Excerpts from a point labeling dataset:

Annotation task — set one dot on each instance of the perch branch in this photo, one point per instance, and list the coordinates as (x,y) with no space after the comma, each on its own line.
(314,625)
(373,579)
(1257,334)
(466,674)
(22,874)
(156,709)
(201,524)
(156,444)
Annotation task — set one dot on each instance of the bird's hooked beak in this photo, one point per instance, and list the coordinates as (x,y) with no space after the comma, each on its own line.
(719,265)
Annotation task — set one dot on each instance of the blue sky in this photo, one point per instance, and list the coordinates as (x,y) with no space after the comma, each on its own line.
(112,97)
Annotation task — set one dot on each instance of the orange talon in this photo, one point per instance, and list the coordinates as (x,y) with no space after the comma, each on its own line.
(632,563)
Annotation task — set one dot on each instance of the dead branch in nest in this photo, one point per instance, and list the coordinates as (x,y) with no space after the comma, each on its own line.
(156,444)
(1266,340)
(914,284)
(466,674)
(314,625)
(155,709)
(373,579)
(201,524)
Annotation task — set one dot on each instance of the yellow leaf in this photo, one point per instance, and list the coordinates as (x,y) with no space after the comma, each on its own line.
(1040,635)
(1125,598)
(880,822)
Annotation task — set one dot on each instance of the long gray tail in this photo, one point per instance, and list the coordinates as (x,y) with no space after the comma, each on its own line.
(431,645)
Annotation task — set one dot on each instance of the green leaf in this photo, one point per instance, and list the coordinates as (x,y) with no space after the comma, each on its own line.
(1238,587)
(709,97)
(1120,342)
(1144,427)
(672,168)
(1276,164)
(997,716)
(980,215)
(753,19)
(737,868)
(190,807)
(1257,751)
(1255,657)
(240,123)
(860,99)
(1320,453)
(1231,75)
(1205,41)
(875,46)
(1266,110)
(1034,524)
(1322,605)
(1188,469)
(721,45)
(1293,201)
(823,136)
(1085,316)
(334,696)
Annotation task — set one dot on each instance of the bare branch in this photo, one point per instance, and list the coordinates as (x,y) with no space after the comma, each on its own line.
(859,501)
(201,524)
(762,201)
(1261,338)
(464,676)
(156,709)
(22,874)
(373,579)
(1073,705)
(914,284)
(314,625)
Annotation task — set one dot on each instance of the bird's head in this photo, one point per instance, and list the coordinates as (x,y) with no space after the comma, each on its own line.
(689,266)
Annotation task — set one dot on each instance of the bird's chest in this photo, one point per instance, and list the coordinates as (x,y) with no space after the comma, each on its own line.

* **WHAT YOU SHOULD DO**
Copy out the records above word for word, starting with the line that contains "the bird's head" and running through the final line of the records, both included.

* **EXERCISE RESULT**
Annotation task — set one dot on each instance of the bird's head in this photo, one point per instance, and list the coordinates as (x,y) with no space after the comma, each on its own line.
(689,266)
Annotation task — set one dot on each instance of the bird's chest in this photo, one point per instance, and list the coordinates as (x,y) with no space after the comma, each on its own line.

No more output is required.